DIRECTIONS: Continue the essay on living with chronic pain and pain-free days, starting after its last sentence.
======== EXCERPT
Most people I know are shocked by this, but pain is my new normal. What’s unusual for me now are pain-free days. I average about four to five pain-free days a year. Not being in pain is weird. Not horrible, just weird. I’m not so much relieved about the pain being gone as worried about when it’ll come back.

It’s something I hear a lot from friends living with chronic pain, but it’s not an area of chronic pain many people talk about.

Is this what being normal feels like?

An absence of pain leaves me feeling fearful. Most people who are well have a hard time understanding why pain-free days can’t be crammed full of all the things we normally have to avoid.

We survive pain by always doing less than we want to. We hold back in every action or motion. We worry about pain getting worse every day. So when it leaves us, we may be more scared about the pain returning than we are thrilled that it’s gone.
================
======== EXTRACTED DATA
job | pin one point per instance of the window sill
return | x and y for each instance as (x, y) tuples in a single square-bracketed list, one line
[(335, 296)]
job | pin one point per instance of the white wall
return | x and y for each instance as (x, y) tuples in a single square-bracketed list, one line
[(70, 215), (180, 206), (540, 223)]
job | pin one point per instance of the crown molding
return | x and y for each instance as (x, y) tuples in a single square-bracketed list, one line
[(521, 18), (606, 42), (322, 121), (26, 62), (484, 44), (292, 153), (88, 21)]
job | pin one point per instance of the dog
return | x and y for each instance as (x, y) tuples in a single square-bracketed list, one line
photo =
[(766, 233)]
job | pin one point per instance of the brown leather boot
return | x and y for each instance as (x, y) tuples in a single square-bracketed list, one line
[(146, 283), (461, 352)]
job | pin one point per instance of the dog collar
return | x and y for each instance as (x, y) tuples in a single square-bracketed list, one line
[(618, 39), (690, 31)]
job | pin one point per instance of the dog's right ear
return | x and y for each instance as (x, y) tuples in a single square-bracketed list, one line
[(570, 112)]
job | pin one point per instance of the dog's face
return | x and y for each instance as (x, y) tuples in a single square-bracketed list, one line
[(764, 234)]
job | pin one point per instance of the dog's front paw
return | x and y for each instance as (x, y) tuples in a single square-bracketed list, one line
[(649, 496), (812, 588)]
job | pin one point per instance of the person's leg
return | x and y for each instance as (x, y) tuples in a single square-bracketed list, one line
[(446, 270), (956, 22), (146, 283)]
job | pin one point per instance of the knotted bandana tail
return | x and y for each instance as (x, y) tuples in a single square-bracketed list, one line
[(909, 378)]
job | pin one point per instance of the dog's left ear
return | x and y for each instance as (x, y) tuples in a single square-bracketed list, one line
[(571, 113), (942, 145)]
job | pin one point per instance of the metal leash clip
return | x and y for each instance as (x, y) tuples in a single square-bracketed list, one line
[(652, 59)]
================
ANSWER AREA:
Being pain-free is always the goal, but we’re more pragmatic than the people around us do don’t live with pain so casually. They remain optimistic about a future where pain doesn’t exist, whereas we appreciate that while it’s great that the pain has left us temporarily, it is exactly that and will return without much notice — at a time of its choosing.

Even if the pain doesn’t come back immediately, the payback for any pain-free days could be hours or even days later. In our temporary relief we worry for our future selves. The temptation to act like a healthy person is immense, but we know the pain will seem twice as worse once it returns.

We’re made to feel ungrateful for our ambivalence about days that are pain free, when we’re just being responsible. It’s not something that someone who is well can ever understand. A day’s relief is great, but it just makes the return of our pain that much more horrible.

It feels strange when the pain is quiet, because pain has become the white noise in my life, always boiling away while I carry on with things. Its absence feels so messy and complicated in a way being pain-free never used to be.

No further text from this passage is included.